-- begin --

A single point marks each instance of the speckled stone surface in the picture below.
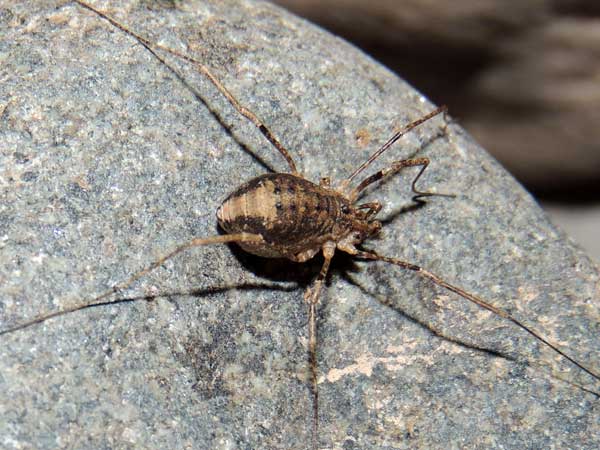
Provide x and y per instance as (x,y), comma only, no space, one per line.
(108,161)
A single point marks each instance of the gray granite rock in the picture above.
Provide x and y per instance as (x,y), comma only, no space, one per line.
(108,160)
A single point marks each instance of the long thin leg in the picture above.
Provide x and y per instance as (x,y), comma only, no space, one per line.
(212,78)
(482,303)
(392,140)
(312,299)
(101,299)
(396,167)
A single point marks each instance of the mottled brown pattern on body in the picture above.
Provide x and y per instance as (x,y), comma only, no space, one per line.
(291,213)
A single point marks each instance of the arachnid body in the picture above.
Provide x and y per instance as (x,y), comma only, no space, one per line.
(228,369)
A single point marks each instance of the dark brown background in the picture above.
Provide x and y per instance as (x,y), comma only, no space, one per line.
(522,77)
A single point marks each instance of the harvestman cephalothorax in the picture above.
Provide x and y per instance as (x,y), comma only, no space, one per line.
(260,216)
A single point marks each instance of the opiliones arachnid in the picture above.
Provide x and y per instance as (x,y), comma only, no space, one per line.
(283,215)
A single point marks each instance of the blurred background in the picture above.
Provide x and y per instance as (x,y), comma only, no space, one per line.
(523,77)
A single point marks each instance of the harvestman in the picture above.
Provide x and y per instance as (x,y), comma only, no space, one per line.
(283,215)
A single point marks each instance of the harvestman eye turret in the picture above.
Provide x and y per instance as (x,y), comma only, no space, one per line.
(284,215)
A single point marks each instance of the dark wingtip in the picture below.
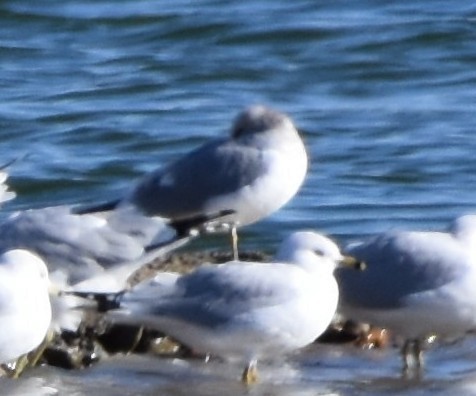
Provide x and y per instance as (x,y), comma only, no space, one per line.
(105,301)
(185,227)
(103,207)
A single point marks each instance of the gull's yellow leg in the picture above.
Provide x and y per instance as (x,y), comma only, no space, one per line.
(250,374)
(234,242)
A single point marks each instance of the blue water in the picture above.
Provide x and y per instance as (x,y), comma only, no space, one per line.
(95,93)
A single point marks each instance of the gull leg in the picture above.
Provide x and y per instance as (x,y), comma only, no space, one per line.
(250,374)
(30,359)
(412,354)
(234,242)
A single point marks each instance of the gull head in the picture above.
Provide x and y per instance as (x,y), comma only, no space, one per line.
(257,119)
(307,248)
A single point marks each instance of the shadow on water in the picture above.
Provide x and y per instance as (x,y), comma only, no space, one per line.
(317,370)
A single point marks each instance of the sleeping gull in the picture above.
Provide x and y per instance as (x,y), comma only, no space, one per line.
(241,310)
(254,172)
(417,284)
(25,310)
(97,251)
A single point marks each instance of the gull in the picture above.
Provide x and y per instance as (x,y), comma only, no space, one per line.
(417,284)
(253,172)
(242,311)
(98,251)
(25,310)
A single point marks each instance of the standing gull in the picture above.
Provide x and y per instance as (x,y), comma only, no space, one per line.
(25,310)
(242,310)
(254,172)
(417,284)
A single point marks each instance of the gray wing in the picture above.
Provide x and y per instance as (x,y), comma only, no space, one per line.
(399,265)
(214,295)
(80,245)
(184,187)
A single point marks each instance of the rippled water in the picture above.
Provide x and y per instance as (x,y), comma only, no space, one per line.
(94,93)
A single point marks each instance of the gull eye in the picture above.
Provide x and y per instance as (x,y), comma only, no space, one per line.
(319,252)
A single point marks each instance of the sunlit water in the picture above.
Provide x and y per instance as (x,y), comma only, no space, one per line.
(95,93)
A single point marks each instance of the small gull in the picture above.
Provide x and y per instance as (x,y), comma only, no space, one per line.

-- end --

• WHAT YOU HAVE TO DO: Copy every record above exactly, leaving out the pictures.

• RESULT FOR THIS TASK:
A single point marks each instance of the speckled stone surface in the picture below.
Provide x and y per instance as (x,y), comma only, no space, one per line.
(108,161)
A single point marks each instance of the gray granite rock in the picture above.
Provide x and y per instance as (x,y), comma only, no space, one per line.
(108,160)
A single point marks each instance of the long thin leg in the picture above.
Provide x and y per instance as (x,y), comma only, no space, one per line.
(212,78)
(482,303)
(392,140)
(312,299)
(101,299)
(396,167)
A single point marks each instance of the mottled brown pattern on body in the picture above.
Provide x and y per instance as (x,y), comma only, no space, one per line.
(291,213)
A single point marks each instance of the arachnid body in the picture above.
Provide x and y per instance as (x,y), comma only, no space, one per line.
(228,369)
A single point marks each instance of the dark brown background in the picture above.
Provide x and y per instance as (x,y), comma only, no space, one per line.
(522,77)
A single point marks each instance of the harvestman cephalothorax in the picture above.
Provide x and y per instance as (x,y), comma only, no space, one per line.
(260,216)
A single point marks each instance of the opiliones arachnid in the picture above.
Provide x and y per instance as (x,y), comma only, no space, one per line.
(283,215)
A single point marks each instance of the blurred background in the picture above.
Provide x and y per instance as (x,y), comma only, no space, one per line.
(523,77)
A single point marks each instance of the harvestman in the picture above.
Provide x and y per instance as (x,y), comma only, no space, one per line.
(283,215)
A single point marks each instance of the harvestman eye turret in the picture above.
Provide x and y per instance as (x,y), comma only, no space, one per line.
(284,215)
A single point marks each instance of the dark wingtip in the picture below.
Provide x and y per instance as (x,y), comma only, no space, one per line.
(105,301)
(185,227)
(103,207)
A single point marks each instance of the gull's yellow leg in the picture above.
Provide x and y per instance as (x,y), comma only, no space, one per line.
(250,374)
(234,242)
A single point marks each instance of the blue water in the picture above.
Provide x and y per instance as (x,y), comma only, no space, one per line.
(95,93)
A single point marks each instance of the gull leg in the picture above.
Provide x and y per instance as (x,y), comma only, no space, one per line.
(250,374)
(30,359)
(412,354)
(234,242)
A single point marks each instance of the gull head in the picture above.
Provide x and y per instance as (x,y), comma only, no space, one per line.
(257,119)
(307,248)
A single point marks each instance of the shadow on water in the picture above.
Provide x and y per instance as (x,y), comma only, no space, one per line.
(317,370)
A single point marks each instance of the sleeping gull in the picture above.
Provide x and y per instance as (x,y), comma only, no space, one per line.
(241,310)
(254,172)
(417,284)
(25,310)
(97,251)
A single point marks each instance of the gull in the picture above.
Provide x and y per instance as (x,y), comma only, no space, one per line.
(417,284)
(253,172)
(242,311)
(98,251)
(25,310)
A single point marks each instance of the standing gull in the picture above.
Provide x and y per instance as (x,y), comma only, no space, one per line.
(25,310)
(242,310)
(254,172)
(417,284)
A single point marks each instance of the gray wing in the picture above.
Provide x and y per instance as (x,y), comma only, no space, one per line.
(399,265)
(214,295)
(80,245)
(184,187)
A single point marks each instance of the rippled water in the picture above.
Provide x and y per instance as (x,y), comma only, no space, one per line.
(94,93)
A single point marks each instance of the gull eye in the picture above.
Provide x and y per instance as (x,y), comma only, no space, one per line.
(319,252)
A single point marks each instance of the sunlit water in the picture above.
Provide x and y per instance as (x,y), comma only, no space, one per line.
(95,93)
A single point marks each instance of the small gull in the picture above.
Provide x and y per instance as (x,y), comma only, no space, one per line.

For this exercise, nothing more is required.